> [WHAT TO WORK ON]
In the material below, copy the lines from the one containing "the sea spray" up to and including the one containing "column 346, row 31", substituting "open sky" for "blue sky" and leaving everything else unchanged.

BEGIN

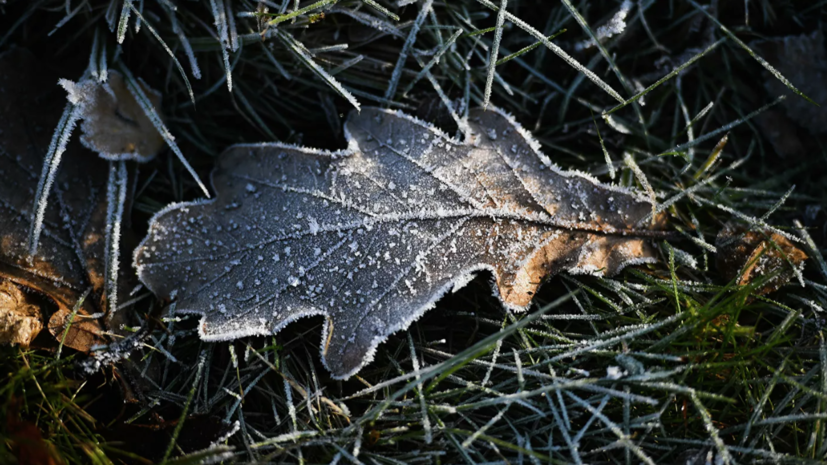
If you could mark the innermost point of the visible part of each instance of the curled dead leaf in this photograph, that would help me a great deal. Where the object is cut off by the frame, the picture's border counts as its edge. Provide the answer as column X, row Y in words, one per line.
column 745, row 256
column 20, row 320
column 371, row 237
column 114, row 124
column 71, row 258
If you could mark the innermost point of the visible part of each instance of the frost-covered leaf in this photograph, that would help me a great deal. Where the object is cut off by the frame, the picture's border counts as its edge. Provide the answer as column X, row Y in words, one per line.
column 71, row 257
column 372, row 237
column 114, row 124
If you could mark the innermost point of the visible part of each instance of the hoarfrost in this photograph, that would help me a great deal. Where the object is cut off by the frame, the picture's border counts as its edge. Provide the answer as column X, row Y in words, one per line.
column 373, row 236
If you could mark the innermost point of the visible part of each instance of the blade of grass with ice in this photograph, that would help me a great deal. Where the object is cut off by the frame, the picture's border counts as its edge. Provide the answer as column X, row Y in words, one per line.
column 495, row 50
column 135, row 89
column 301, row 53
column 558, row 51
column 51, row 162
column 754, row 55
column 406, row 48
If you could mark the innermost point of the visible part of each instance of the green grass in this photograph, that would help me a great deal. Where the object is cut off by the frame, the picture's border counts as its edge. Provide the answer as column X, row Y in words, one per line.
column 709, row 366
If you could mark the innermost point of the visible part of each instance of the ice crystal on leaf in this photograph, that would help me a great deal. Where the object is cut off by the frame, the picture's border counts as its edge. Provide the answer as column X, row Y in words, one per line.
column 372, row 236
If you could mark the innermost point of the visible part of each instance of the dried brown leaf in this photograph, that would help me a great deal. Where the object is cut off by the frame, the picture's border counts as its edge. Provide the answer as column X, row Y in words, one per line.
column 744, row 256
column 373, row 236
column 70, row 259
column 20, row 320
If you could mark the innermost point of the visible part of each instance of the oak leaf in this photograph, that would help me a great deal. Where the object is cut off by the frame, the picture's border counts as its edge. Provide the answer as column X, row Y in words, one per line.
column 372, row 236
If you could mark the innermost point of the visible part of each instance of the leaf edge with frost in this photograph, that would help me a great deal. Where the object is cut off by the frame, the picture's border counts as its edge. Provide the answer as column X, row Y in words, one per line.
column 459, row 279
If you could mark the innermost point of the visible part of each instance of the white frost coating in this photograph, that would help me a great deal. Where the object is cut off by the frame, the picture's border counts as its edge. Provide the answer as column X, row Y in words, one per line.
column 371, row 237
column 220, row 22
column 535, row 145
column 300, row 52
column 495, row 50
column 70, row 117
column 616, row 25
column 116, row 197
column 406, row 48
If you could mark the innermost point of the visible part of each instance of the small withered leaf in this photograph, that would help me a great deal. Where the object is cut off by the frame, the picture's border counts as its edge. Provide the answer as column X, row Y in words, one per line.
column 114, row 124
column 745, row 256
column 373, row 236
column 20, row 320
column 71, row 258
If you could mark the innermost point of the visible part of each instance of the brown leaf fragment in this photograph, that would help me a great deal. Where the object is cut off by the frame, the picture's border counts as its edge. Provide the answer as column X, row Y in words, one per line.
column 114, row 124
column 70, row 258
column 371, row 237
column 20, row 320
column 745, row 256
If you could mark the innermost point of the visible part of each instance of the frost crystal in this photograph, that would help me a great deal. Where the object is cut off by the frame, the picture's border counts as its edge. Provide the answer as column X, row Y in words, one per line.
column 616, row 25
column 373, row 236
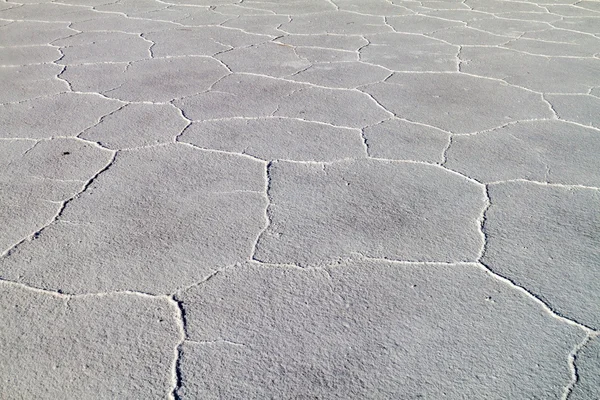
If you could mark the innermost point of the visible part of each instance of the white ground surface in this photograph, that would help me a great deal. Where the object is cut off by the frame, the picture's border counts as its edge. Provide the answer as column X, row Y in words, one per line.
column 300, row 199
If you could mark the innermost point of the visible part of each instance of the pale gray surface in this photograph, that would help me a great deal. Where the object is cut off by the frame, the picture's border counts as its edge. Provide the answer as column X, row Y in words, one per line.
column 92, row 347
column 588, row 363
column 156, row 157
column 318, row 213
column 388, row 341
column 565, row 270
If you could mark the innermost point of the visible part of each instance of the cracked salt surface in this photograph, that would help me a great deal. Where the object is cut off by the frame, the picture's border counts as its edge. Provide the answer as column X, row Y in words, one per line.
column 304, row 198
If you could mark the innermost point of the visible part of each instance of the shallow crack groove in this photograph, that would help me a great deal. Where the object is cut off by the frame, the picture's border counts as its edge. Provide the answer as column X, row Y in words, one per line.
column 572, row 361
column 266, row 215
column 482, row 221
column 176, row 374
column 36, row 234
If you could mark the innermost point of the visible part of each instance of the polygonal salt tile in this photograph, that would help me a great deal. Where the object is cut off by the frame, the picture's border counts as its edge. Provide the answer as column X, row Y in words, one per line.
column 261, row 97
column 37, row 178
column 582, row 109
column 161, row 79
column 157, row 219
column 507, row 27
column 499, row 6
column 65, row 114
column 464, row 16
column 369, row 330
column 557, row 42
column 131, row 6
column 462, row 103
column 464, row 36
column 95, row 47
column 587, row 363
column 137, row 125
column 197, row 16
column 94, row 77
column 263, row 24
column 444, row 5
column 277, row 138
column 291, row 7
column 420, row 23
column 49, row 12
column 341, row 22
column 566, row 8
column 404, row 52
column 545, row 239
column 373, row 7
column 101, row 347
column 117, row 22
column 530, row 16
column 28, row 55
column 339, row 42
column 183, row 42
column 320, row 55
column 241, row 10
column 200, row 41
column 584, row 24
column 271, row 59
column 29, row 81
column 590, row 5
column 548, row 151
column 402, row 140
column 62, row 159
column 542, row 74
column 346, row 75
column 339, row 107
column 320, row 213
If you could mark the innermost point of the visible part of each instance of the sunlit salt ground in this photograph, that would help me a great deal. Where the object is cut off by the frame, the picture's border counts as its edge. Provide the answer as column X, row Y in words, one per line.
column 299, row 199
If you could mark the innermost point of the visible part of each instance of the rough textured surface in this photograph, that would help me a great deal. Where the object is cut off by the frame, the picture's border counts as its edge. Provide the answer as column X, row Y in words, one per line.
column 565, row 270
column 320, row 213
column 155, row 234
column 548, row 151
column 299, row 199
column 101, row 347
column 587, row 364
column 283, row 332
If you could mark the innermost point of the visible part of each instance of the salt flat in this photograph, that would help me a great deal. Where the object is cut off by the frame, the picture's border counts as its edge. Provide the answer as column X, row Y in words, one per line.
column 300, row 199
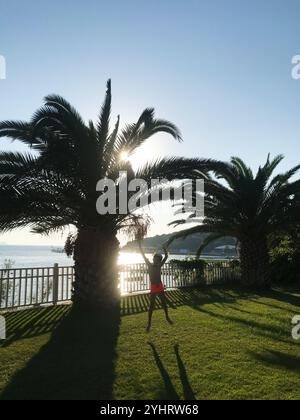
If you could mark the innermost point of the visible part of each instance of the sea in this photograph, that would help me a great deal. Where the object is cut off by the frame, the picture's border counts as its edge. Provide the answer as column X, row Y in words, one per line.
column 23, row 256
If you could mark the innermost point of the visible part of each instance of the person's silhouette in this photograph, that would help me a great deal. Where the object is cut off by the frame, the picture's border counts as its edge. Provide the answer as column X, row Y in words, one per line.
column 157, row 287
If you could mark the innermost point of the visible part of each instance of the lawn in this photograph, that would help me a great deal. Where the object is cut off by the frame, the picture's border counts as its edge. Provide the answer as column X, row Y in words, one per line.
column 224, row 344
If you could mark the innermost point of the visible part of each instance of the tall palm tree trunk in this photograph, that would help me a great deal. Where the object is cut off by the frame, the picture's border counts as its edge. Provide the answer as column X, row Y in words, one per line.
column 255, row 263
column 96, row 274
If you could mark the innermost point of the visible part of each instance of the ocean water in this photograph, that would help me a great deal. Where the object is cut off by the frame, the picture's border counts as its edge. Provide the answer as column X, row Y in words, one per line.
column 42, row 256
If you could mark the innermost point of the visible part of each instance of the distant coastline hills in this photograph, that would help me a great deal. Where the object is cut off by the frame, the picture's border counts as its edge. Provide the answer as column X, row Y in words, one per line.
column 224, row 246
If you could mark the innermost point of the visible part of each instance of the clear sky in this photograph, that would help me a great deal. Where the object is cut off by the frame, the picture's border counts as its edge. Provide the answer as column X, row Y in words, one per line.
column 221, row 70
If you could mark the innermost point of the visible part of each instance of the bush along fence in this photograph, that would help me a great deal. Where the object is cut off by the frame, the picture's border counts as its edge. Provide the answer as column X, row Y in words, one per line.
column 21, row 287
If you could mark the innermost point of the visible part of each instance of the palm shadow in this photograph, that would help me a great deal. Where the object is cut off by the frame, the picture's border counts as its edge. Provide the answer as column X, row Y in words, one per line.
column 187, row 389
column 279, row 360
column 170, row 391
column 78, row 362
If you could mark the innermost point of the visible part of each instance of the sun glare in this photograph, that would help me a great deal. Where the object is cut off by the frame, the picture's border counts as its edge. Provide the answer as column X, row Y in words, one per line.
column 124, row 156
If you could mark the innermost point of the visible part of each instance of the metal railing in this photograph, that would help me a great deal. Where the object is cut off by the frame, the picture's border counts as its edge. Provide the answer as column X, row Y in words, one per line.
column 21, row 287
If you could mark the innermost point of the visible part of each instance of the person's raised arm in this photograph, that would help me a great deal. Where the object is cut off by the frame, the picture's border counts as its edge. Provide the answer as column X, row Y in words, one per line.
column 143, row 253
column 166, row 256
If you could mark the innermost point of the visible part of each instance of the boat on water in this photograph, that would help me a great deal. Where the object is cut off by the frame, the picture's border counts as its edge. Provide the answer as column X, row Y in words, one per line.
column 57, row 250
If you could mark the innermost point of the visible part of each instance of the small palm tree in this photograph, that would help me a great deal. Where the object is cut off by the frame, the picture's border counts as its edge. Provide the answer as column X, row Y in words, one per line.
column 54, row 186
column 249, row 208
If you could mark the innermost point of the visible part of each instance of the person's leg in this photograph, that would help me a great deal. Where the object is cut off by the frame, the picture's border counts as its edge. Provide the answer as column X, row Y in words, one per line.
column 151, row 309
column 163, row 300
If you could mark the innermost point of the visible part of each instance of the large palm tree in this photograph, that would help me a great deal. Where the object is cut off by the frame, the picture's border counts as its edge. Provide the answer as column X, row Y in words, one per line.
column 53, row 185
column 248, row 207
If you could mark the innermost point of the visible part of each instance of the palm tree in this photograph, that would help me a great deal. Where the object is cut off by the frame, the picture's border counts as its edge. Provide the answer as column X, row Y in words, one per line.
column 248, row 207
column 53, row 185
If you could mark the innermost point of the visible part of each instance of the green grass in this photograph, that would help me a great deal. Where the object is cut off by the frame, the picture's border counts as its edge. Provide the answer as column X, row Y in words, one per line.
column 224, row 344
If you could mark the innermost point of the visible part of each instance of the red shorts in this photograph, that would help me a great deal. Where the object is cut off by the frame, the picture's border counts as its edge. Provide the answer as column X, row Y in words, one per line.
column 157, row 288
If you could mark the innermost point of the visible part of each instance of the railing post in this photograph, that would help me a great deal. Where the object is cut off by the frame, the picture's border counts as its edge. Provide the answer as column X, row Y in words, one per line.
column 55, row 284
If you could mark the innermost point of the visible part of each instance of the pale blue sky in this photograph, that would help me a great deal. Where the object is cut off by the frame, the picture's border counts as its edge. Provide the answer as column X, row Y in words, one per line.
column 221, row 70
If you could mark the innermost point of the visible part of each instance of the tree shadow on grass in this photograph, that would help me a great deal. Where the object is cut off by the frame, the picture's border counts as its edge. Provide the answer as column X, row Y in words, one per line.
column 170, row 391
column 193, row 297
column 78, row 362
column 279, row 360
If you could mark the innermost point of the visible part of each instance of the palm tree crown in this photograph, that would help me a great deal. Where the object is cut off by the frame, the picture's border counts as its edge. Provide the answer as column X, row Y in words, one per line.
column 249, row 207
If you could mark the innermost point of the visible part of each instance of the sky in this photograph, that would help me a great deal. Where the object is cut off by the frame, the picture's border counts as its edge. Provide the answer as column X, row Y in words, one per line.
column 221, row 70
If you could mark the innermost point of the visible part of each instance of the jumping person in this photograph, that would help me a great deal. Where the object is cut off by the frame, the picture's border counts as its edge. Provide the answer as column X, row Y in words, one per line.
column 157, row 288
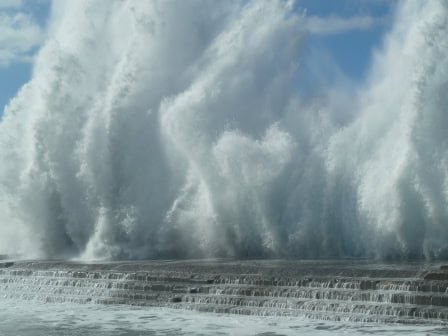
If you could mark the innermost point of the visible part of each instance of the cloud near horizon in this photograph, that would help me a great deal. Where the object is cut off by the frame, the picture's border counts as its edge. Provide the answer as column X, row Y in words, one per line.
column 20, row 34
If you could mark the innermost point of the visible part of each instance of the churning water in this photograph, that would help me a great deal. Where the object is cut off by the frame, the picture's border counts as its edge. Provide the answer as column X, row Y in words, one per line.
column 197, row 128
column 24, row 319
column 223, row 297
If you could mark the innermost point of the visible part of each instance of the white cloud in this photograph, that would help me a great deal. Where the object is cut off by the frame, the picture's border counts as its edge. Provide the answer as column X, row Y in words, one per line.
column 19, row 35
column 11, row 3
column 337, row 25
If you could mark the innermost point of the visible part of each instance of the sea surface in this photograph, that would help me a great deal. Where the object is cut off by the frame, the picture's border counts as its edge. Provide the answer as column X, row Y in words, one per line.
column 22, row 318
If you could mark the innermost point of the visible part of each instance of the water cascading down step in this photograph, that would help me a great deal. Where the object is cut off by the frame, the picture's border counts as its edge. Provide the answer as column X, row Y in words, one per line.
column 332, row 290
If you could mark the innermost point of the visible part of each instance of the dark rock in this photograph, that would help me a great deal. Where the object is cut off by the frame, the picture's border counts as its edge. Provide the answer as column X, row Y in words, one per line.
column 6, row 264
column 436, row 276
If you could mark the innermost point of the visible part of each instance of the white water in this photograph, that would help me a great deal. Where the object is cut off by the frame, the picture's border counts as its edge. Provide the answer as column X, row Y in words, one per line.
column 182, row 129
column 25, row 319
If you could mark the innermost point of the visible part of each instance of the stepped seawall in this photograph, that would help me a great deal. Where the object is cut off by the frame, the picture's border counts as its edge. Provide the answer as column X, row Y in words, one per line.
column 356, row 291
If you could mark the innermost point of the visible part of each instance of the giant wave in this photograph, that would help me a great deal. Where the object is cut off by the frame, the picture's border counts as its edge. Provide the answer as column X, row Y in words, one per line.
column 185, row 129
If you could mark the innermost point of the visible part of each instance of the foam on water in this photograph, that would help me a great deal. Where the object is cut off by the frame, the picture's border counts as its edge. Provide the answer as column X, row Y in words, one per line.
column 25, row 319
column 184, row 129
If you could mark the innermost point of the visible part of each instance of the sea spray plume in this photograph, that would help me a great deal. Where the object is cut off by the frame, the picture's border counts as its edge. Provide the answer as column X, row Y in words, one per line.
column 396, row 150
column 176, row 129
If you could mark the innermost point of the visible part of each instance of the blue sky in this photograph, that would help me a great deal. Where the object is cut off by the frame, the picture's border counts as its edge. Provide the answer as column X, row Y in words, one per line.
column 346, row 31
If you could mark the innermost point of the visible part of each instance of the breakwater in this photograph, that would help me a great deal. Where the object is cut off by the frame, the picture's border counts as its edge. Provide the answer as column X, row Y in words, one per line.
column 356, row 291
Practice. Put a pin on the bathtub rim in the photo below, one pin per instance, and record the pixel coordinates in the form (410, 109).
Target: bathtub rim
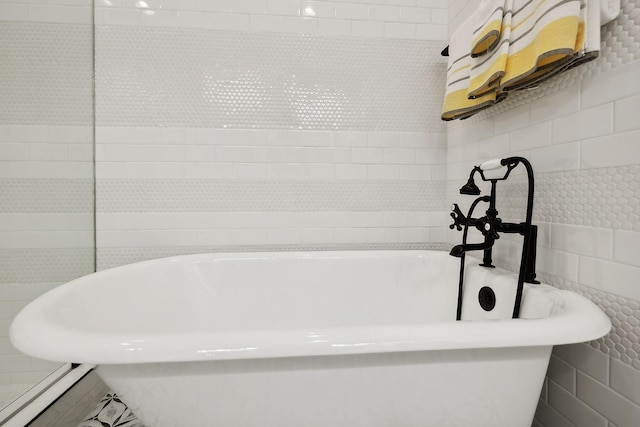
(580, 321)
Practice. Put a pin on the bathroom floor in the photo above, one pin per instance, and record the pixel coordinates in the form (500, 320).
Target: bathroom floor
(111, 412)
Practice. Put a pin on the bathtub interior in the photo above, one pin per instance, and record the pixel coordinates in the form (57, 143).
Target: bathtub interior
(256, 305)
(263, 292)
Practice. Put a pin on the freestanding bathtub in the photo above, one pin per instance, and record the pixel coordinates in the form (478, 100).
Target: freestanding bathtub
(326, 339)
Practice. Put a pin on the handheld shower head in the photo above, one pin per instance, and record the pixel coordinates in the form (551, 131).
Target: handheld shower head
(470, 188)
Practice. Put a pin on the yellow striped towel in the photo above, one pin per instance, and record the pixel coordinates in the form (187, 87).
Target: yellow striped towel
(456, 104)
(487, 26)
(588, 41)
(543, 38)
(487, 70)
(587, 46)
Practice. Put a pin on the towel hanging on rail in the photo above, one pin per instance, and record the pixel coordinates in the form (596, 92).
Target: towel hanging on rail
(535, 39)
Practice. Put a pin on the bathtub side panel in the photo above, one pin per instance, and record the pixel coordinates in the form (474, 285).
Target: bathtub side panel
(480, 387)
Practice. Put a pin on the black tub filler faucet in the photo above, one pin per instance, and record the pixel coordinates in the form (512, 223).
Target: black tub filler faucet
(491, 225)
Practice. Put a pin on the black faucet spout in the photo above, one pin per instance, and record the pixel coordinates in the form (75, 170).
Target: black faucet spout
(458, 250)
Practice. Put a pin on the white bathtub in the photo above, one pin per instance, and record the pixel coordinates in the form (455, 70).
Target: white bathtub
(362, 338)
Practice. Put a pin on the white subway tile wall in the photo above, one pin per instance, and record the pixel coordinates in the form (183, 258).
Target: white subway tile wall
(404, 19)
(580, 132)
(276, 131)
(46, 164)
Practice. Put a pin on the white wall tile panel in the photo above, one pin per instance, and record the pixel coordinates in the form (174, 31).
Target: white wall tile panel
(57, 57)
(160, 77)
(46, 156)
(346, 18)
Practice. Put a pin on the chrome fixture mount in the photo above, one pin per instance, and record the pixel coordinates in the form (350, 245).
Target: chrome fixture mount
(491, 226)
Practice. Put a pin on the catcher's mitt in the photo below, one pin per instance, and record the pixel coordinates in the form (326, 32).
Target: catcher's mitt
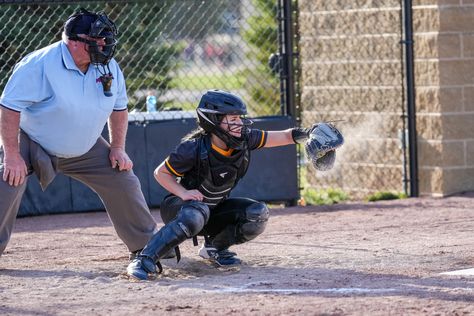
(324, 139)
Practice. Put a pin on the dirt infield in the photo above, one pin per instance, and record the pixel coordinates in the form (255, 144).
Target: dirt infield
(381, 258)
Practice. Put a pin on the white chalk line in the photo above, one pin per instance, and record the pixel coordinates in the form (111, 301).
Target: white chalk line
(464, 272)
(301, 291)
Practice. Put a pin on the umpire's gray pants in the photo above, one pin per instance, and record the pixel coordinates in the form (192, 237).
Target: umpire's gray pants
(120, 191)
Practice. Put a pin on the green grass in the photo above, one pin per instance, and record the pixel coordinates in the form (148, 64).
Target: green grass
(212, 81)
(384, 195)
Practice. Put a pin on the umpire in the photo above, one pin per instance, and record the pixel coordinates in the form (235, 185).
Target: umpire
(53, 110)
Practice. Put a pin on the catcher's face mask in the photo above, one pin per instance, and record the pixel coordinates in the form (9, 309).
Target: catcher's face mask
(235, 125)
(95, 26)
(221, 113)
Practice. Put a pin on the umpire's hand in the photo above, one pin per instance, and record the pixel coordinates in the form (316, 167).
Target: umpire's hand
(118, 157)
(14, 169)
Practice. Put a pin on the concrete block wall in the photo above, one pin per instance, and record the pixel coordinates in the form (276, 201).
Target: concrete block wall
(444, 71)
(351, 69)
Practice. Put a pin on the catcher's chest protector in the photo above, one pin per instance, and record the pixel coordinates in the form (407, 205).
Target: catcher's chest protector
(219, 174)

END

> [THE OUTPUT]
If you could mark the innermost point of the visible part of each instance of the sea spray plume in this photograph, that would help me a great deal. Where the object is cut off by the frame, the picture's border counts as its edge. Provide the answer as column X, row Y in words, one per line.
column 396, row 150
column 176, row 129
If you could mark the innermost point of the visible part of each instance of the open sky in this photograph, that would help me a great deal. Where the object is cut off by the frame, the picture's border counts as its edge. Provide the answer as column X, row Y in words, one per line.
column 346, row 31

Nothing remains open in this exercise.